**Page text:**
******

The financial upsets of the last few months and the inevitable need to redress imbalances are threatening to jeopardise the growth of these countries over the coming years. The IMF's World Economic Outlook published last April predicts average growth over the next five years of 5.0% for Malaysia, while Indonesia is expected to grow by 5.9%. In April 2013, a few weeks before the turbulences erupted, the forecasts given by the IMF were 5.2% and 6.4%, respectively. The price paid by Malaysia for these tensions has therefore been relatively modest, while Indonesia has paid a higher price due to its relative weaknesses. But this is far from being a dramatic scenario. When we look back, with hindsight, at the episode of 2013 and the tail-end of the tensions in 2014, we will probably tend to minimise their importance. In no way has this been a crisis such as the one affecting Asia in 1997. In fact, the lessons learned from that episode are still present today (as witnessed by the high accumulation of reserves and prudential management of external debt by Asia's economies) and have prevented the recent crisis from being any greater. Nonetheless, we should not forget that, on the road to prosperity, it is advisable to avoid any shortcuts.

******

**Provided data:**
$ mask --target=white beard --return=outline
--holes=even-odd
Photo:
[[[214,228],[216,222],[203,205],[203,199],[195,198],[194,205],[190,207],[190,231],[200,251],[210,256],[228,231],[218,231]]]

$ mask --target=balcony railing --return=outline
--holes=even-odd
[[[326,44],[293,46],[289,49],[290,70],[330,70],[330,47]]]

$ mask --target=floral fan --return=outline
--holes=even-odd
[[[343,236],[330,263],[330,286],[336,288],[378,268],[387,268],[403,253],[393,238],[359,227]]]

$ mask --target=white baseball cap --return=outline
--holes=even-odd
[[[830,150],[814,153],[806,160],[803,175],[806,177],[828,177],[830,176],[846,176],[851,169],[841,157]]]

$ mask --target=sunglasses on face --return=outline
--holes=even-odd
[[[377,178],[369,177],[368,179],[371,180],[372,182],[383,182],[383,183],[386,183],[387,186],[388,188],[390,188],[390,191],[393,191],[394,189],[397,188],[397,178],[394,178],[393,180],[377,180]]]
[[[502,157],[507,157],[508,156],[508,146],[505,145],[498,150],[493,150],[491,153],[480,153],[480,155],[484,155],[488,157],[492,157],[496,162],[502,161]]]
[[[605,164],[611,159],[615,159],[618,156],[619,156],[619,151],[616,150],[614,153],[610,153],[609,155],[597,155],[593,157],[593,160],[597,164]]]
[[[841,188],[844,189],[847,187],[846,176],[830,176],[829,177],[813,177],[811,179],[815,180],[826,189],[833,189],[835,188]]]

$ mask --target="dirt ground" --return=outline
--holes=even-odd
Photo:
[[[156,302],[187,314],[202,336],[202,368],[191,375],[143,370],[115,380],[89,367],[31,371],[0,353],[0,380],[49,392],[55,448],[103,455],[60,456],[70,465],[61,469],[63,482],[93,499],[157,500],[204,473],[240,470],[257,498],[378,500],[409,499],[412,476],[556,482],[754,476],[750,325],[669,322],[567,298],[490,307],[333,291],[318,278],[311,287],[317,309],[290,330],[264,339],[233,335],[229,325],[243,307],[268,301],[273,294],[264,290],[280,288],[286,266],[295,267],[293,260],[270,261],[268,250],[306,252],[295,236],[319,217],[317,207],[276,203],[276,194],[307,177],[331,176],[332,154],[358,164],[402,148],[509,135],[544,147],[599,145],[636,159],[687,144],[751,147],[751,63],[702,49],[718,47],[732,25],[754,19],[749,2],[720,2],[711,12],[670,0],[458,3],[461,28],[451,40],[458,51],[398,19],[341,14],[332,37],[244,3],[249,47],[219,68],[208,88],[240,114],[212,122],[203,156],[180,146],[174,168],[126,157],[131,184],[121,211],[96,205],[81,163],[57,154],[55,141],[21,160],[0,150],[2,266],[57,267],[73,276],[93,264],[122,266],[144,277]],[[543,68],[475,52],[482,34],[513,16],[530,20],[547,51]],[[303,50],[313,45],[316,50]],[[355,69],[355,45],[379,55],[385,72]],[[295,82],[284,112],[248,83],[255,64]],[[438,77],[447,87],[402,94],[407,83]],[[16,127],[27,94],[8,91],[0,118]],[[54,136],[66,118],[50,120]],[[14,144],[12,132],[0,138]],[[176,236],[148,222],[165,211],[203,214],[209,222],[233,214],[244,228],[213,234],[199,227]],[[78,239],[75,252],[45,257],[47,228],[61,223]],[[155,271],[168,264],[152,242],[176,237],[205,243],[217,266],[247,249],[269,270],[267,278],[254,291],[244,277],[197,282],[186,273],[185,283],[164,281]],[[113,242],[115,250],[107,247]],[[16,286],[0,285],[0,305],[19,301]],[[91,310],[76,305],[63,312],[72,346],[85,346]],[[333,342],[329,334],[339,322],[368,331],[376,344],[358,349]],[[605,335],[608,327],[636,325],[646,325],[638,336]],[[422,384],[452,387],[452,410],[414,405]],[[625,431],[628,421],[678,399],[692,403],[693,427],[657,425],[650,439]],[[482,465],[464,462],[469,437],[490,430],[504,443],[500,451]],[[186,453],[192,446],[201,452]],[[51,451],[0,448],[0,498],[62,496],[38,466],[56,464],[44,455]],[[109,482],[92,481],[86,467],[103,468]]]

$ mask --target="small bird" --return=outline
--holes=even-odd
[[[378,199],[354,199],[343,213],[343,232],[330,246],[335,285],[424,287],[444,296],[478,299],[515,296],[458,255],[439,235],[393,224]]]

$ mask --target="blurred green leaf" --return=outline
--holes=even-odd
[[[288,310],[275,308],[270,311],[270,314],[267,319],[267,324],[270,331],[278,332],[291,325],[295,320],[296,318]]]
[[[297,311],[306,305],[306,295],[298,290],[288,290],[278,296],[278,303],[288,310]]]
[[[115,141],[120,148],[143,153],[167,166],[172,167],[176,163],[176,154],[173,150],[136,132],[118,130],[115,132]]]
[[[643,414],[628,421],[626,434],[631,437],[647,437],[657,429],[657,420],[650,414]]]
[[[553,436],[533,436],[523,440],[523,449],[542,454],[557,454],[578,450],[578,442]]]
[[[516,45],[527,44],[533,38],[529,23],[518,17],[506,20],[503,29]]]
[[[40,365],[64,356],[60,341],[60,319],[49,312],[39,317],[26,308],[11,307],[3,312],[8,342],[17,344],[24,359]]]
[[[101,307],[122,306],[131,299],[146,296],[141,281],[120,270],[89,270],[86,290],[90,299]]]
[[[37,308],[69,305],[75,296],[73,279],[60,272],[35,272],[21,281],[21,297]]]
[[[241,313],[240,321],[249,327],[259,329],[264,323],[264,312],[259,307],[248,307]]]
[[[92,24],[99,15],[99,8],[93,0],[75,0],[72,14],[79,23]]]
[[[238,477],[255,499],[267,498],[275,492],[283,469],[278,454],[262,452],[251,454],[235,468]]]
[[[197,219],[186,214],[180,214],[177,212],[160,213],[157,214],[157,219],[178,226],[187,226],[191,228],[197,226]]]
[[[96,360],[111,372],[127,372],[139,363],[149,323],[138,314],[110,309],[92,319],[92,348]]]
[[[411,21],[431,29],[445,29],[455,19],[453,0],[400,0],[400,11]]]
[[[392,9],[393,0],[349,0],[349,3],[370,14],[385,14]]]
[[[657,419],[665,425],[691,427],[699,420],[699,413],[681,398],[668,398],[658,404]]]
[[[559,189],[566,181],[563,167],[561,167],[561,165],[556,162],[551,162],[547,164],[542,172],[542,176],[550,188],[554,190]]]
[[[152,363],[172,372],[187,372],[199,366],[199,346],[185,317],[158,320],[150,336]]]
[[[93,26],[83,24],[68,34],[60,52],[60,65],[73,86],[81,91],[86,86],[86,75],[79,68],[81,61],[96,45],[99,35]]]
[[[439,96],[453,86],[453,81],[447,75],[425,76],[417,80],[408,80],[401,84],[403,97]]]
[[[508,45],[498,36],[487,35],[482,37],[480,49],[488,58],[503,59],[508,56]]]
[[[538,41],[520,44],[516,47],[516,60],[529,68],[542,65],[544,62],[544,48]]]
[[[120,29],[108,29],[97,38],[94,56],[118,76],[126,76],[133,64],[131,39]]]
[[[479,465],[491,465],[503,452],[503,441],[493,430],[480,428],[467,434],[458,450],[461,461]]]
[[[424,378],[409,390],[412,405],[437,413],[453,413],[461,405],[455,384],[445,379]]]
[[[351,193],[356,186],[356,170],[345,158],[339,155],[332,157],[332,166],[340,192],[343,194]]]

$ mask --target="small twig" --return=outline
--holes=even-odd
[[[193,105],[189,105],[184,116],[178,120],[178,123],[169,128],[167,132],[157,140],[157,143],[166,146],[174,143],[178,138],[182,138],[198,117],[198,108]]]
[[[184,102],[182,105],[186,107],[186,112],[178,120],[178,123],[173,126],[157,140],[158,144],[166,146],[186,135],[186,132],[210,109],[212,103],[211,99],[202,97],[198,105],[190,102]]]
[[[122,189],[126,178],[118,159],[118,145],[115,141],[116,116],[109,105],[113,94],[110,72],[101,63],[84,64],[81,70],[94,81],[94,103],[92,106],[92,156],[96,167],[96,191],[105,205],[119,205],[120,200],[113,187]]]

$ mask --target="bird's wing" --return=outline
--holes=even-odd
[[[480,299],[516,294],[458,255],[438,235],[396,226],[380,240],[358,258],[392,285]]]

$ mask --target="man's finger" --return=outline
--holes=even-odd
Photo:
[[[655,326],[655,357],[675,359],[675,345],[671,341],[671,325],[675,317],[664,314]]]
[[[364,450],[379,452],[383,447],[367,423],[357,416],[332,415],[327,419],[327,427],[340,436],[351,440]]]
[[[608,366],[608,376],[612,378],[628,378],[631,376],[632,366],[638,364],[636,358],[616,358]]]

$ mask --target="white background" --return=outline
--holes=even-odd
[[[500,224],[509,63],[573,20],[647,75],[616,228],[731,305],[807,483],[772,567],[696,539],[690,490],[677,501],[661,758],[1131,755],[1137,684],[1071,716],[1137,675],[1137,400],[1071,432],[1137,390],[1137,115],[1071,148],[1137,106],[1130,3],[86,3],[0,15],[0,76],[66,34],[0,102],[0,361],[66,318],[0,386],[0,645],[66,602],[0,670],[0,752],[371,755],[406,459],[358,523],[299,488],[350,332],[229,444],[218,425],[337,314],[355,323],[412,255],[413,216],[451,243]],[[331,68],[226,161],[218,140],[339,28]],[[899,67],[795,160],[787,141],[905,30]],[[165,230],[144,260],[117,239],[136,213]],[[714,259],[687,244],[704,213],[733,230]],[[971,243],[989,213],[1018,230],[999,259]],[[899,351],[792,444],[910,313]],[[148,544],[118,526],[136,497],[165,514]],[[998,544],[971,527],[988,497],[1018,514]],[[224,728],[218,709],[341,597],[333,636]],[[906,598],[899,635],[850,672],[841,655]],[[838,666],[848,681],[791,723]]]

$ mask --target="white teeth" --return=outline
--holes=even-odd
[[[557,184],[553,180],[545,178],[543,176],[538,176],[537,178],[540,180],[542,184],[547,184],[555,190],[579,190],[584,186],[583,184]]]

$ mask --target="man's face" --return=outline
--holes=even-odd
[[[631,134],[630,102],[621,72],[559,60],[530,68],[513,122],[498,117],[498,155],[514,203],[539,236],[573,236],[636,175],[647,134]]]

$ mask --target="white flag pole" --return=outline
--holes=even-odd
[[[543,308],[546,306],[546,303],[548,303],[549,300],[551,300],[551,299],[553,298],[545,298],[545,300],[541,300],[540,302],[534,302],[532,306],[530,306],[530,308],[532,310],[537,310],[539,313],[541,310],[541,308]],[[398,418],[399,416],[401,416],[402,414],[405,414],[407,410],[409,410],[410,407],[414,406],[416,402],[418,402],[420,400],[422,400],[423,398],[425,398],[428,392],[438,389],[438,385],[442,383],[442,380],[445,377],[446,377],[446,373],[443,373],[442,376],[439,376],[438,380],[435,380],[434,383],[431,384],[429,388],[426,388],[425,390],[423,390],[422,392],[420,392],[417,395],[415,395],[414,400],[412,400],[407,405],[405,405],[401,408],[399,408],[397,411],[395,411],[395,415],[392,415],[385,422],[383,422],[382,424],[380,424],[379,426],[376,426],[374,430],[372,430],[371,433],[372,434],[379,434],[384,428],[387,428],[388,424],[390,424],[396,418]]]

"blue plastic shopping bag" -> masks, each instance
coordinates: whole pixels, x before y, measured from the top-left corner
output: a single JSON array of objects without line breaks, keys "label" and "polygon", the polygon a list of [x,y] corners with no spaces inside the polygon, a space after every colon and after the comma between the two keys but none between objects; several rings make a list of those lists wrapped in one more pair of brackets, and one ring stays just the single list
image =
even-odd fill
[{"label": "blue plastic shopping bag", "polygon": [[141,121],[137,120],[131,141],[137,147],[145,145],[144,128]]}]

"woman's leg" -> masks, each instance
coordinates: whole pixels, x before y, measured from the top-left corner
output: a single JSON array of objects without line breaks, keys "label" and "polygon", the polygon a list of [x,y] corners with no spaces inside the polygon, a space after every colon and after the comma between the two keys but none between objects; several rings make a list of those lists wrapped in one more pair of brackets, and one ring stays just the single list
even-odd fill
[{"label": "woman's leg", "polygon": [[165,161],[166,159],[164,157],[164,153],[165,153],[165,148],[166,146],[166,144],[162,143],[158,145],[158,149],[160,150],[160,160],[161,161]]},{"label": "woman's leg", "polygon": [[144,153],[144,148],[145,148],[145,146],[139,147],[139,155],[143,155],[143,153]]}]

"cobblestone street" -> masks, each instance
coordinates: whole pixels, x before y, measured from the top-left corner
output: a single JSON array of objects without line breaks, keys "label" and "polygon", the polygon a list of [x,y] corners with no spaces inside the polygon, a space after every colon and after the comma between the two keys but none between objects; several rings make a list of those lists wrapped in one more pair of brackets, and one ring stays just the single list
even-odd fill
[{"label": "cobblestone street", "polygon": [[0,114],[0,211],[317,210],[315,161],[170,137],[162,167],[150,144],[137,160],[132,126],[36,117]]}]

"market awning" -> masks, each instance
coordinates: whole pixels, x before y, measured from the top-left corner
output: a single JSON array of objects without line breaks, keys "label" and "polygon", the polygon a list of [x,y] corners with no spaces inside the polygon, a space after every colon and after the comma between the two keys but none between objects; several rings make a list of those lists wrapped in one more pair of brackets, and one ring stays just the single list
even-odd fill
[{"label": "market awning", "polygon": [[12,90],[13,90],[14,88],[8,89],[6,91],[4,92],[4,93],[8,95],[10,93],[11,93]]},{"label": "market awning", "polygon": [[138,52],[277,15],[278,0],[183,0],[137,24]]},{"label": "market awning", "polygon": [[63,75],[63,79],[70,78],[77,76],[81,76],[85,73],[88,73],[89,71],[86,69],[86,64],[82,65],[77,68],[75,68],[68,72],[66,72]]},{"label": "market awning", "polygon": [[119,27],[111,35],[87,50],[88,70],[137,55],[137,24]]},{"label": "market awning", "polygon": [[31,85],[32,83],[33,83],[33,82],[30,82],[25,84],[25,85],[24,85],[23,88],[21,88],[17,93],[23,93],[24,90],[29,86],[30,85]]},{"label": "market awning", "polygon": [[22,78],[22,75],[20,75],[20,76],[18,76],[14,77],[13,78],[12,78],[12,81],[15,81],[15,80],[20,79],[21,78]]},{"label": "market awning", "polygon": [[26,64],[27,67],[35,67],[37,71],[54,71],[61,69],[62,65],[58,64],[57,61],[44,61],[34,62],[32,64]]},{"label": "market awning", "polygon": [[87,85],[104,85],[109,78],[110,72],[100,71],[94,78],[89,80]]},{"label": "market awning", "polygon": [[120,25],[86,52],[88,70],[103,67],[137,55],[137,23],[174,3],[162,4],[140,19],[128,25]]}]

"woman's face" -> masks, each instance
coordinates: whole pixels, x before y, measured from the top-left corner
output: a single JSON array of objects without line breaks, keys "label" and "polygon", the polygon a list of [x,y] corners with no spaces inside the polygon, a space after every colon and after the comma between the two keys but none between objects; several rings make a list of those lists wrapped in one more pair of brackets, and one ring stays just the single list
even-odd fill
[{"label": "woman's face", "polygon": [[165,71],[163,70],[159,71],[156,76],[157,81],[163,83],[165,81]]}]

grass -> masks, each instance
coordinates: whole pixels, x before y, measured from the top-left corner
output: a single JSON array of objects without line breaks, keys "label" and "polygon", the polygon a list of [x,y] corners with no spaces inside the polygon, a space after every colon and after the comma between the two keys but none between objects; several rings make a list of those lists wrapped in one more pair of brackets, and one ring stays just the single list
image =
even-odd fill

******

**To be done:**
**1)** Return the passage on growth forecasts for Malaysia and Indonesia word for word, in full.
**2)** List every line of the entries that contains the string "blue", treating uppercase and lowercase as different.

**Full answers:**
**1)**
The financial upsets of the last few months and the inevitable need to redress imbalances are threatening to jeopardise the growth of these countries over the coming years. The IMF's World Economic Outlook published last April predicts average growth over the next five years of 5.0% for Malaysia, while Indonesia is expected to grow by 5.9%. In April 2013, a few weeks before the turbulences erupted, the forecasts given by the IMF were 5.2% and 6.4%, respectively. The price paid by Malaysia for these tensions has therefore been relatively modest, while Indonesia has paid a higher price due to its relative weaknesses. But this is far from being a dramatic scenario. When we look back, with hindsight, at the episode of 2013 and the tail-end of the tensions in 2014, we will probably tend to minimise their importance. In no way has this been a crisis such as the one affecting Asia in 1997. In fact, the lessons learned from that episode are still present today (as witnessed by the high accumulation of reserves and prudential management of external debt by Asia's economies) and have prevented the recent crisis from being any greater. Nonetheless, we should not forget that, on the road to prosperity, it is advisable to avoid any shortcuts.

**2)**
"blue plastic shopping bag" -> masks, each instance
[{"label": "blue plastic shopping bag", "polygon": [[141,121],[137,120],[131,141],[137,147],[145,145],[144,128]]}]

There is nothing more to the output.